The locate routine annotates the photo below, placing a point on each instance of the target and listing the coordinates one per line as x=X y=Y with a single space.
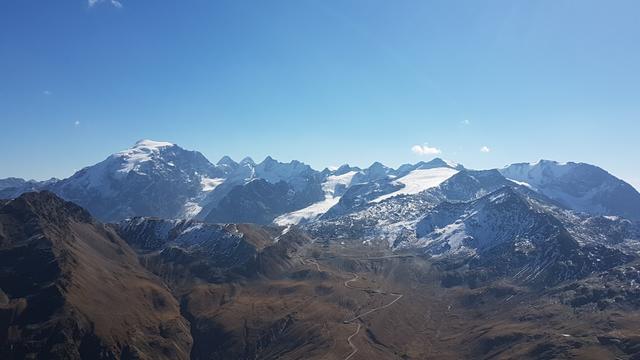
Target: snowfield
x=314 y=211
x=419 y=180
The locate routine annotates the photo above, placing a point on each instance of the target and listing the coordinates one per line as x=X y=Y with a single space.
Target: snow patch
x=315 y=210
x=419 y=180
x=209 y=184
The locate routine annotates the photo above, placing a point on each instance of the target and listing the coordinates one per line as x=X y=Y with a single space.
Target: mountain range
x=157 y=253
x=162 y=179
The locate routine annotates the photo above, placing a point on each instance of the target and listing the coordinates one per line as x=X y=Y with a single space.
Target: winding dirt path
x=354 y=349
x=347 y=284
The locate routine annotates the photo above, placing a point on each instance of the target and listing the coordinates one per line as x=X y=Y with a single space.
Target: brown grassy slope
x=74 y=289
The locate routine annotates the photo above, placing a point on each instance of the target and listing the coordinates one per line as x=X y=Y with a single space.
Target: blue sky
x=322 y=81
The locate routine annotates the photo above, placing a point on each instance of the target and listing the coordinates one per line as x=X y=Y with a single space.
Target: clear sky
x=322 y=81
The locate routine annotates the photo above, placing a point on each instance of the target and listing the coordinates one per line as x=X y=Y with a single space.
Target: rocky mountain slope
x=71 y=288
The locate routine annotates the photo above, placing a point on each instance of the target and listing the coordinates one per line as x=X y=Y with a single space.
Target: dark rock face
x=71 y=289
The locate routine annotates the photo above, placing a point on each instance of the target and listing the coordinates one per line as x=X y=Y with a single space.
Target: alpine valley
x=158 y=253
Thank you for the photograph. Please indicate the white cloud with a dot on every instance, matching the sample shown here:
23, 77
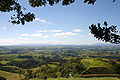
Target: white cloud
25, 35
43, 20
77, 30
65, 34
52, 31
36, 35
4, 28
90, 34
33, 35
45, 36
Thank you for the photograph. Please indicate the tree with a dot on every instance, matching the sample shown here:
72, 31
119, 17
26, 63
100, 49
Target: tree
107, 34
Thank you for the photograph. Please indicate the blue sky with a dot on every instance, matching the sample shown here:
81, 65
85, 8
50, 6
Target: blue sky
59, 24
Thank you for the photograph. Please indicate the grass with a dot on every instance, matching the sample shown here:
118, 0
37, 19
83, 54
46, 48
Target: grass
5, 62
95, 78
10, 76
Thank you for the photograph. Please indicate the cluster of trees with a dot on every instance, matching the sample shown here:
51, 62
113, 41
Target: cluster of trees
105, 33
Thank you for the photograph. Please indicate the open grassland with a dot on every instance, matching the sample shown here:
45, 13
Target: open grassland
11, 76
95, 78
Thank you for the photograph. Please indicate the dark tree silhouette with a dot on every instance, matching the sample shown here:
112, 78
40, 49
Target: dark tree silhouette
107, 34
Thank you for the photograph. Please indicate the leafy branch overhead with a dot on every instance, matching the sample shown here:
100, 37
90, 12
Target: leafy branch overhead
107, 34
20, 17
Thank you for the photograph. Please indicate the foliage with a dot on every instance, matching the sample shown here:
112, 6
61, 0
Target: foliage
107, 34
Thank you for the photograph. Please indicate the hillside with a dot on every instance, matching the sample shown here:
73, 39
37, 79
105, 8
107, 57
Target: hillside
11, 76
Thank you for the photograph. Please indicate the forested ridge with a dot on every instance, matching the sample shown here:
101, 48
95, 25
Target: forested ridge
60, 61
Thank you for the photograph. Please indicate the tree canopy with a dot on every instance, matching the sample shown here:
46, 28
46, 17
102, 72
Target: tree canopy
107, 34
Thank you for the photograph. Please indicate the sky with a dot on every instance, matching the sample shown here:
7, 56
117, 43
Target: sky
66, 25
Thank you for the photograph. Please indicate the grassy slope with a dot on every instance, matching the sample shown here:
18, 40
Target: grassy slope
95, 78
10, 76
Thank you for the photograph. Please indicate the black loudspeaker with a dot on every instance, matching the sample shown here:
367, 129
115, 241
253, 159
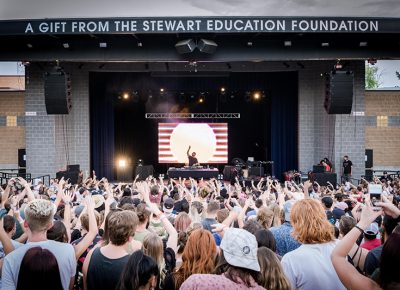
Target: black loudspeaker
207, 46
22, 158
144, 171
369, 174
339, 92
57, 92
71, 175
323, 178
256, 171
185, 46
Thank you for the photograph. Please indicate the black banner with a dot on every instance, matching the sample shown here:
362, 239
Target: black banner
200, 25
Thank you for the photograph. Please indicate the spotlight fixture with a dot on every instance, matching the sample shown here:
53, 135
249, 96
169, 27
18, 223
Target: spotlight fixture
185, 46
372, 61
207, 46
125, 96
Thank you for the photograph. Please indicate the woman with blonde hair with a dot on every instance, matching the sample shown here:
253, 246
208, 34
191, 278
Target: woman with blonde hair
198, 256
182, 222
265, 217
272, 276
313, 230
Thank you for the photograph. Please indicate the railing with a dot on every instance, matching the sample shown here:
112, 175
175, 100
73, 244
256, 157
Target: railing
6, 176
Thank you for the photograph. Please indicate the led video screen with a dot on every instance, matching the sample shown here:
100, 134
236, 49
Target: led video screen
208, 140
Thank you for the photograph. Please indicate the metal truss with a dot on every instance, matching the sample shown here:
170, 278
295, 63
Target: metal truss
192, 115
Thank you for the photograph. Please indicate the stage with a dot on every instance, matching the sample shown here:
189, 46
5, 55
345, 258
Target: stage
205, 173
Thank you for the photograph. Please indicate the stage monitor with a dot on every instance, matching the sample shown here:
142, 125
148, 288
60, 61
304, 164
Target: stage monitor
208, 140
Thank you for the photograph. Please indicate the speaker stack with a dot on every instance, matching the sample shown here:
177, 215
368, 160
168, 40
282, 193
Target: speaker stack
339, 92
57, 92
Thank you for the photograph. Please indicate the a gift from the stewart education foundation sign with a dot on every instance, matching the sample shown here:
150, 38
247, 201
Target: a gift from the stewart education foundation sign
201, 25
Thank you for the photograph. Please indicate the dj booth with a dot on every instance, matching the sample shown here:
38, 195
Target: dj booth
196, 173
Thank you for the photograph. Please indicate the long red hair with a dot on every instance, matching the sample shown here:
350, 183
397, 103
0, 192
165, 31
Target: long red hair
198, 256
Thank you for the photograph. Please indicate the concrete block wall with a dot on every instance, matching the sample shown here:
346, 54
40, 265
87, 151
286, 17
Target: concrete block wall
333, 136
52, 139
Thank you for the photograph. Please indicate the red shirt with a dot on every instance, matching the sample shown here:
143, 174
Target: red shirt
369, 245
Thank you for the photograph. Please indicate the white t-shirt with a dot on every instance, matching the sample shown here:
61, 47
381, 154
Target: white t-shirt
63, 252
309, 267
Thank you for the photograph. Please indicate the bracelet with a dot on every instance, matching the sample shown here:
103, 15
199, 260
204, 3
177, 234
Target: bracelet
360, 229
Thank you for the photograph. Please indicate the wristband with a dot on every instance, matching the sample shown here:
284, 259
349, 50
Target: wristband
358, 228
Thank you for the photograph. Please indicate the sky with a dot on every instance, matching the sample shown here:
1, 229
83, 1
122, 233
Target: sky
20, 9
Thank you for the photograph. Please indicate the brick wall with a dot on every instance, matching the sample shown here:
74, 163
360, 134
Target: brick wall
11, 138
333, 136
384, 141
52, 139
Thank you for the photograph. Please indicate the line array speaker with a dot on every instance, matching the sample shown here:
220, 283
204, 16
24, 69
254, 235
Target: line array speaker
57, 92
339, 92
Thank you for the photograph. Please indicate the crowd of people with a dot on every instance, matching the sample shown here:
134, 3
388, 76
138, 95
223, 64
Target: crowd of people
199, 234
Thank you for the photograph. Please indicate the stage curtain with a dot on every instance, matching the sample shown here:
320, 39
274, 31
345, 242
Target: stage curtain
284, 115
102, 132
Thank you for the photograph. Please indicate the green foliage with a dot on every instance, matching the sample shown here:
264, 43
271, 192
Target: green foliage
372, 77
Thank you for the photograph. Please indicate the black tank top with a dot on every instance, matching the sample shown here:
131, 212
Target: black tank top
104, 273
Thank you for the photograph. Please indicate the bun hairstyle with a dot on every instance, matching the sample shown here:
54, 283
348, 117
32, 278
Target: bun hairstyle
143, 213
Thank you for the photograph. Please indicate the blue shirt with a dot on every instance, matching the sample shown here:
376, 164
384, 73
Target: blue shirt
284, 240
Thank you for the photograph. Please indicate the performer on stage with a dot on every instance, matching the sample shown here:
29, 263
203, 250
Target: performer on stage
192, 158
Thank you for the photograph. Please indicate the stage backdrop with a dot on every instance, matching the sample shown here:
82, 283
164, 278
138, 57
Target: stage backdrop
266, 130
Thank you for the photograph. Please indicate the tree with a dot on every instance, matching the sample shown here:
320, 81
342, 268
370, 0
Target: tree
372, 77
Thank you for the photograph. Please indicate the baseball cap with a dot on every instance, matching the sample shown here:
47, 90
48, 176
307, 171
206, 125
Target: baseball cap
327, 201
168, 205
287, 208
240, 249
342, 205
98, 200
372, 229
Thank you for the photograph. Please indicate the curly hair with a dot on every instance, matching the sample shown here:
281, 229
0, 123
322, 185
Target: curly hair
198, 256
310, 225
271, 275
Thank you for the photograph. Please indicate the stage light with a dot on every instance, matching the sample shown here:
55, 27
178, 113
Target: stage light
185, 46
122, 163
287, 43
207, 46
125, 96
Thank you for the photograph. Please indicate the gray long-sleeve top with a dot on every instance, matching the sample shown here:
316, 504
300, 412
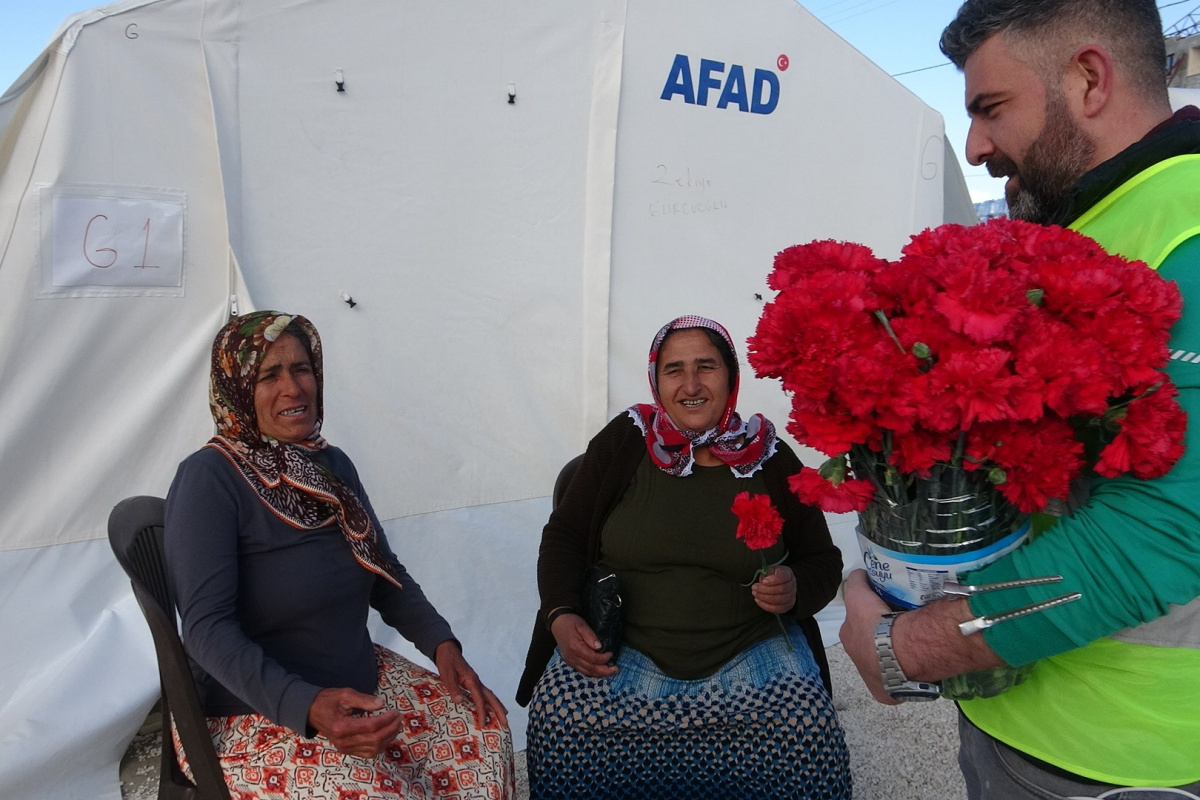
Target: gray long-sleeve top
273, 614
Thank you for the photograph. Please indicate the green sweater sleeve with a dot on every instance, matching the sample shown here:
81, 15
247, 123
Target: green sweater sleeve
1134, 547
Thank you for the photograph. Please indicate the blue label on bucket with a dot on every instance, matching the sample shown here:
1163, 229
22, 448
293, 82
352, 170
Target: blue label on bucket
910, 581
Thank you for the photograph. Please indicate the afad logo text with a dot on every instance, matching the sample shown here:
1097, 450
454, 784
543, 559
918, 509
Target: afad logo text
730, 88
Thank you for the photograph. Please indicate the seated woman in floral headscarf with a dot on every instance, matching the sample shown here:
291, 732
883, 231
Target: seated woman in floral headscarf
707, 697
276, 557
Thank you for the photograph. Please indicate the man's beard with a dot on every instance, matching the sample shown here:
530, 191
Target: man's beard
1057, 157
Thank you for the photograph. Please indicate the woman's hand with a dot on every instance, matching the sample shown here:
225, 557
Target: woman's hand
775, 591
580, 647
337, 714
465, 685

= EXERCISE DESCRIPTION =
Give again, word for word, every line from the one holding "Thank you for the photograph. Please indicate the seated" to the end of the data.

= EXERCISE RESULT =
Thank you for the photograph. Please indicate the seated woman in floral headscarf with a dot on every instance, matching the sample shown here:
291, 732
883, 231
Target: seated woman in floral headscarf
707, 697
276, 557
Thank you for the photograph. Please indicate the man's beard with a dot on every instance, matching the sample shown here:
530, 191
Target: man's beard
1057, 157
Thank you for the photograph. Please indicate the woman's hand with a dot on every instance, matching the sample shown here:
225, 557
Target: woman's hand
775, 591
580, 647
337, 714
465, 685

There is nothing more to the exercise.